Data for this task
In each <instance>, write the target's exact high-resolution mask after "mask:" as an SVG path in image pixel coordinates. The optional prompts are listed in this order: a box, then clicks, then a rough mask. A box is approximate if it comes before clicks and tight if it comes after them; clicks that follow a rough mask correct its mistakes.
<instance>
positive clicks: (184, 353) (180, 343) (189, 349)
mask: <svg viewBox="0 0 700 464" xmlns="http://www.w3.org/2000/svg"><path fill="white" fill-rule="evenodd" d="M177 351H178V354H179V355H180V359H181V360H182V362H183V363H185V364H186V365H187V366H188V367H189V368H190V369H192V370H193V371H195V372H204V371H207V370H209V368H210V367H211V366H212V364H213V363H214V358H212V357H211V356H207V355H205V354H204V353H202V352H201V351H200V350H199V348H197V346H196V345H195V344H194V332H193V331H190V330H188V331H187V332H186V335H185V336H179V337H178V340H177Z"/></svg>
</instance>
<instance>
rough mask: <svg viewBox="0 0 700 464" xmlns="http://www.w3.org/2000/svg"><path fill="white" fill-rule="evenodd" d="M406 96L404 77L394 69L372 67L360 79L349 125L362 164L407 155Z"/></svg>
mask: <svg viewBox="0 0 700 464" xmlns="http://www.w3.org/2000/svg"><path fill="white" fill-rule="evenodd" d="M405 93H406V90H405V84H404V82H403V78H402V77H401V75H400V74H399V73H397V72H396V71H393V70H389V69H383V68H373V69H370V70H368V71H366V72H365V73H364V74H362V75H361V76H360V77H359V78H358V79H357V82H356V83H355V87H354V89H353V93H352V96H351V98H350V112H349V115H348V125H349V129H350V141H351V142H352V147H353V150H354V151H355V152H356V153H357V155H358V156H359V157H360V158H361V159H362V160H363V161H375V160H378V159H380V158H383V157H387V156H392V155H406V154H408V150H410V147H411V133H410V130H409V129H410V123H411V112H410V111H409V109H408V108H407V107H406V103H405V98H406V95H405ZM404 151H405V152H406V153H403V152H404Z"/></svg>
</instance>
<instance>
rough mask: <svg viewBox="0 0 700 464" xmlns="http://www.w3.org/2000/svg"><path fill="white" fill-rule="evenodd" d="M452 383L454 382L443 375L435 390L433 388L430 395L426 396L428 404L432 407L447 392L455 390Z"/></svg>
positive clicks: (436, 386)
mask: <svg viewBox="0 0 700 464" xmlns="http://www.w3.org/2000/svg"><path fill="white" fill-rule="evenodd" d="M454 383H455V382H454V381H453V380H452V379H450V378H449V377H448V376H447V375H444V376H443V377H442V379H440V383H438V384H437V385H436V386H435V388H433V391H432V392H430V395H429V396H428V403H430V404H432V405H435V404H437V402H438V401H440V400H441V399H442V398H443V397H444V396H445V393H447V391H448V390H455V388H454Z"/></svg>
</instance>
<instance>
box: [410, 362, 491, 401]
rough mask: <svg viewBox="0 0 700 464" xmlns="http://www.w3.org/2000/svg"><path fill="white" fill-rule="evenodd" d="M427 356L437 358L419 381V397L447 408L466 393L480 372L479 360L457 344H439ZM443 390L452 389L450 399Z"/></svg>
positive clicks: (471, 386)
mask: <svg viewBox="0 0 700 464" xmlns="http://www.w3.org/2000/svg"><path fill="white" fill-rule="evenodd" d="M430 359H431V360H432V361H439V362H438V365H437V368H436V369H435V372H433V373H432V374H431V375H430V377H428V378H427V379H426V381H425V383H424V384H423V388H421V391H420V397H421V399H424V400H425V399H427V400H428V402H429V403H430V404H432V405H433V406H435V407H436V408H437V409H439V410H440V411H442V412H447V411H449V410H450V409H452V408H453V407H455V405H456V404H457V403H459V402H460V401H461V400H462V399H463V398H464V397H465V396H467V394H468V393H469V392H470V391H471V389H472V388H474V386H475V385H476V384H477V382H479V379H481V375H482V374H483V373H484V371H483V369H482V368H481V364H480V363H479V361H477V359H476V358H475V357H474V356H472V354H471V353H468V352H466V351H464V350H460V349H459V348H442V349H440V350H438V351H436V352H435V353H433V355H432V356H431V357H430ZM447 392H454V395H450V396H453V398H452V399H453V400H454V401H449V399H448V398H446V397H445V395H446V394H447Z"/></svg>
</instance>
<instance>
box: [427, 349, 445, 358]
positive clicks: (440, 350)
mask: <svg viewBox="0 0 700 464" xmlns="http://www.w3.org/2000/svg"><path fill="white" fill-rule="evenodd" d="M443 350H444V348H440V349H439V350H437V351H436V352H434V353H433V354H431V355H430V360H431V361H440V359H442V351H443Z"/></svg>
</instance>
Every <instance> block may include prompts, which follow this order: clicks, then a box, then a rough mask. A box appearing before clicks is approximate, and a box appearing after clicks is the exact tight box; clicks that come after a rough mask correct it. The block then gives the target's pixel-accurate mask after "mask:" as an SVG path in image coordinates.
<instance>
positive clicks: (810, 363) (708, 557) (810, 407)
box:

Problem details
Copy out the records once more. Match them exactly.

Solution
In each <instance>, write the target's exact high-resolution mask after "mask:" as an SVG path in image pixel coordinates. The optional prompts are listed in this order: a box, then clicks, then a rough mask. A box is approximate if it comes before clicks and tight if it comes after them; clicks that follow a rough mask correct its mistakes.
<instance>
positive clicks: (184, 353) (180, 343) (189, 349)
mask: <svg viewBox="0 0 700 464" xmlns="http://www.w3.org/2000/svg"><path fill="white" fill-rule="evenodd" d="M177 351H178V354H179V355H180V359H181V360H182V362H183V363H185V364H186V365H187V366H188V367H189V368H190V369H192V370H193V371H195V372H204V371H207V370H209V368H210V367H211V366H212V364H213V363H214V358H212V357H211V356H207V355H205V354H204V353H202V352H201V351H200V350H199V348H197V346H196V345H195V344H194V332H193V331H190V330H188V331H187V332H186V335H185V336H179V337H178V340H177Z"/></svg>
</instance>
<instance>
rough mask: <svg viewBox="0 0 700 464" xmlns="http://www.w3.org/2000/svg"><path fill="white" fill-rule="evenodd" d="M406 96L404 77L394 69L372 67L360 79L349 125L362 164L407 155Z"/></svg>
mask: <svg viewBox="0 0 700 464" xmlns="http://www.w3.org/2000/svg"><path fill="white" fill-rule="evenodd" d="M405 93H406V90H405V84H404V82H403V78H402V77H401V75H400V74H399V73H397V72H396V71H393V70H389V69H383V68H373V69H370V70H368V71H366V72H365V73H364V74H362V75H361V76H360V77H359V78H358V79H357V82H356V83H355V87H354V89H353V93H352V96H351V98H350V112H349V115H348V125H349V129H350V141H351V142H352V147H353V150H354V151H355V152H356V153H357V155H358V156H359V157H360V158H361V159H362V160H363V161H375V160H378V159H380V158H383V157H387V156H392V155H406V154H408V150H410V147H411V133H410V130H409V129H410V123H411V112H410V111H409V109H408V108H407V107H406V103H405V98H406V95H405ZM404 151H405V152H406V153H403V152H404Z"/></svg>
</instance>
<instance>
rough mask: <svg viewBox="0 0 700 464" xmlns="http://www.w3.org/2000/svg"><path fill="white" fill-rule="evenodd" d="M452 383L454 382L443 375L435 390L433 388L430 395L426 396L428 404L432 407L447 392L455 390Z"/></svg>
positive clicks: (436, 386)
mask: <svg viewBox="0 0 700 464" xmlns="http://www.w3.org/2000/svg"><path fill="white" fill-rule="evenodd" d="M454 383H455V382H454V381H453V380H452V379H450V378H449V377H448V376H447V375H444V376H443V377H442V379H440V383H438V384H437V385H436V386H435V388H433V391H432V392H430V395H429V396H428V403H430V404H432V405H435V404H437V402H438V401H440V400H441V399H442V398H443V397H444V396H445V393H447V391H448V390H455V388H454Z"/></svg>
</instance>
<instance>
box: [410, 362, 491, 401]
rough mask: <svg viewBox="0 0 700 464" xmlns="http://www.w3.org/2000/svg"><path fill="white" fill-rule="evenodd" d="M427 356L437 358L419 381V397L447 408L466 393L480 372L479 360L457 344H439ZM443 390L452 389L450 399Z"/></svg>
positive clicks: (471, 386)
mask: <svg viewBox="0 0 700 464" xmlns="http://www.w3.org/2000/svg"><path fill="white" fill-rule="evenodd" d="M430 359H431V360H432V361H439V362H438V365H437V368H436V369H435V372H433V373H432V374H431V375H430V377H428V378H427V379H426V381H425V383H424V384H423V388H421V391H420V397H421V399H424V400H425V399H427V400H428V402H429V403H430V404H432V405H433V406H435V407H436V408H437V409H439V410H440V411H442V412H447V411H449V410H450V409H452V408H453V407H455V405H456V404H457V403H459V402H460V401H461V400H462V399H463V398H464V397H465V396H467V394H468V393H469V392H470V391H471V389H472V388H474V386H475V385H476V384H477V382H479V379H481V375H482V374H483V373H484V371H483V369H482V368H481V364H480V363H479V361H477V359H476V358H475V357H474V356H472V354H471V353H468V352H466V351H464V350H460V349H459V348H442V349H440V350H438V351H436V352H435V353H433V355H432V356H431V357H430ZM447 392H454V395H450V396H453V398H452V399H453V400H454V401H449V399H448V398H446V397H445V395H446V394H447Z"/></svg>
</instance>
<instance>
box: [427, 349, 445, 358]
positive clicks: (440, 350)
mask: <svg viewBox="0 0 700 464" xmlns="http://www.w3.org/2000/svg"><path fill="white" fill-rule="evenodd" d="M443 350H444V348H440V349H439V350H437V351H436V352H434V353H433V354H431V355H430V360H431V361H440V359H442V351H443Z"/></svg>
</instance>
Every <instance> block may include prompts, which follow this order: clicks, then a box, then a rough mask. A box appearing before clicks is approximate, and a box appearing after clicks is the exact tight box; clicks that come after a rough mask correct it. The block then gives the target's pixel-accurate mask after "mask:" as an SVG path in image coordinates.
<instance>
positive clicks: (810, 363) (708, 557) (810, 407)
box:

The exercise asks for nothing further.